Oculus VR, the virtual reality company and wildly successful Kickstarter campaign acquired by Facebook, is a case in point—not of a scam, but of how even a project with honest intentions and clearly stated rewards can end up leading to confusion and a backlash.
Oculus delivered rewards, as promised, but its backers didn’t think that was fair compensation once it was acquired by Facebook for $2 billion. Oculus employees received death threats after the deal, according to comments posted by Oculus founder Palmer Luckey on Reddit in April.
“Everybody was going to the company and asking, ‘Where is my cut of the Facebook deal?’ It got really ugly,” said Stephen Ma, a partner with Early Sullivan Wright Gizer & McRae who has worked with various start-ups and in securities litigation. Many of the problems he has witnessed are with rewards-based projects and result from individuals who lack basic crowdfunding literacy. “If people don’t understand what they’re getting into, it starts to get problematic,” Ma said.
All for one, one for all—or just a free-for-all?
Oculus owed its backers nothing more than its stated reward—that’s the distinction between reward-based projects and equity crowdfunding. Excluding equity crowdfunding—where users fund projects in exchange for an equity stake—there are three main categories of crowdfunding: donation, rewards and preorder of a product to be manufactured.

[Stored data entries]
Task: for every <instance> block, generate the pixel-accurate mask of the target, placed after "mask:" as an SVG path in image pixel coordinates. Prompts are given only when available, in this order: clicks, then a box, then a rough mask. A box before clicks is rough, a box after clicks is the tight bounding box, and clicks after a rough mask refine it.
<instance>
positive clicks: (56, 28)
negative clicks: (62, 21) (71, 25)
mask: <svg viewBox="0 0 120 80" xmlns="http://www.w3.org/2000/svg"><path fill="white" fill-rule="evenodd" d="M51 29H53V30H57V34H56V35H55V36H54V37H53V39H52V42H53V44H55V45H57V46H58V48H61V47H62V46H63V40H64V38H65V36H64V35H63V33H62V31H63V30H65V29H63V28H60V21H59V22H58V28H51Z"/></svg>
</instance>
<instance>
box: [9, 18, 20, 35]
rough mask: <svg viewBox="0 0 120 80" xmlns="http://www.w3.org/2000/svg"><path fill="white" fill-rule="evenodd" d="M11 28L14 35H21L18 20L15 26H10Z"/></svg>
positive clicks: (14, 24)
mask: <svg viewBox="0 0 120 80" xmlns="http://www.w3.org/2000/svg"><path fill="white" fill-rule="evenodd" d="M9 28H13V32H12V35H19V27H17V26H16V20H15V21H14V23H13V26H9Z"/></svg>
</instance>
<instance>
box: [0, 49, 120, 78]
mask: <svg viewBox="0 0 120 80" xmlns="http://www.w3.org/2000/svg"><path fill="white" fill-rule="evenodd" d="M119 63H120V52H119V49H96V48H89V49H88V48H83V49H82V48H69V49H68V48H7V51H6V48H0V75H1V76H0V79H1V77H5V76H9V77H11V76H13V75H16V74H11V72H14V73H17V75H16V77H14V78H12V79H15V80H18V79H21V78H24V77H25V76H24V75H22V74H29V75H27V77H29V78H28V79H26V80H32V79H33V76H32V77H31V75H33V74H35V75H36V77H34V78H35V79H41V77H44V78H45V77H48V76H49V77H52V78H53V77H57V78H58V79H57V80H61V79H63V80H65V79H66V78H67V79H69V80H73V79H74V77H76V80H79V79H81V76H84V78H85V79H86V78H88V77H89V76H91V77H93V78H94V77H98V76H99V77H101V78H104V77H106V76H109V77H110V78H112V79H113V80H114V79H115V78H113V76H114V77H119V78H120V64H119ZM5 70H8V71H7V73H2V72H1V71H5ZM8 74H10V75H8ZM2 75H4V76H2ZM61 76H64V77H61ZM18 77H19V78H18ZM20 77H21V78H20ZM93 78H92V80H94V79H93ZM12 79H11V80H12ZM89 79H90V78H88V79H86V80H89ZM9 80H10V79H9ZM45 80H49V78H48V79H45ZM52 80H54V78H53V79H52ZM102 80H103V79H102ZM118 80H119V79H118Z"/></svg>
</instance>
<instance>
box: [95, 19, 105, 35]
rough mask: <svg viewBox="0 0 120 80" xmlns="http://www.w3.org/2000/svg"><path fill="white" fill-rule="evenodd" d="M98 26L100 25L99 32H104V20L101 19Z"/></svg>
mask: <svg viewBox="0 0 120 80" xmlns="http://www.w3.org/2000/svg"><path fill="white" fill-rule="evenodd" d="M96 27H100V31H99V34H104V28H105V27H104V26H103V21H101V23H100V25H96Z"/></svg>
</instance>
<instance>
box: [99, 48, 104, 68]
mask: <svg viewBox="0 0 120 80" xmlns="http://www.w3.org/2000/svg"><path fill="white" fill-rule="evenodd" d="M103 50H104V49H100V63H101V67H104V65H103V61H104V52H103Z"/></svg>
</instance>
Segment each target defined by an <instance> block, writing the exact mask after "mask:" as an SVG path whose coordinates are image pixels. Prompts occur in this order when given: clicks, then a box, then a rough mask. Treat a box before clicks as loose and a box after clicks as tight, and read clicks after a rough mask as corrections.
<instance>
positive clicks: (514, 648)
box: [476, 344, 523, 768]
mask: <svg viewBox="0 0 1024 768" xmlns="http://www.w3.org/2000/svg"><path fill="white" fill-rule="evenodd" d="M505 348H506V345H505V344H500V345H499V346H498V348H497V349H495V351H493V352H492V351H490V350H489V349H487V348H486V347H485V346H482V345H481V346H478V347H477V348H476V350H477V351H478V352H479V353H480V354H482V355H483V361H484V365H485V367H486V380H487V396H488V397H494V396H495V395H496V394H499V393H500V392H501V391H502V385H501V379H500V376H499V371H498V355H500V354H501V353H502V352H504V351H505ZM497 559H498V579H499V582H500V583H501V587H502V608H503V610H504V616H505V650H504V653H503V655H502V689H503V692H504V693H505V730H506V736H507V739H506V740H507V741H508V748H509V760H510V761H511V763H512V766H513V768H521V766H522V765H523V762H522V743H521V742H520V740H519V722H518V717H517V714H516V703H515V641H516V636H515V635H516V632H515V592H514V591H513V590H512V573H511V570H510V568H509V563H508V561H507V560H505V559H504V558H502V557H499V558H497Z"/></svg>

#### WHAT YOU ARE ASKED TO DO:
Reproduce the passage on Oculus VR and crowdfunding word for word, from its first sentence to its last.

#### ANSWER SPACE:
Oculus VR, the virtual reality company and wildly successful Kickstarter campaign acquired by Facebook, is a case in point—not of a scam, but of how even a project with honest intentions and clearly stated rewards can end up leading to confusion and a backlash.
Oculus delivered rewards, as promised, but its backers didn’t think that was fair compensation once it was acquired by Facebook for $2 billion. Oculus employees received death threats after the deal, according to comments posted by Oculus founder Palmer Luckey on Reddit in April.
“Everybody was going to the company and asking, ‘Where is my cut of the Facebook deal?’ It got really ugly,” said Stephen Ma, a partner with Early Sullivan Wright Gizer & McRae who has worked with various start-ups and in securities litigation. Many of the problems he has witnessed are with rewards-based projects and result from individuals who lack basic crowdfunding literacy. “If people don’t understand what they’re getting into, it starts to get problematic,” Ma said.
All for one, one for all—or just a free-for-all?
Oculus owed its backers nothing more than its stated reward—that’s the distinction between reward-based projects and equity crowdfunding. Excluding equity crowdfunding—where users fund projects in exchange for an equity stake—there are three main categories of crowdfunding: donation, rewards and preorder of a product to be manufactured.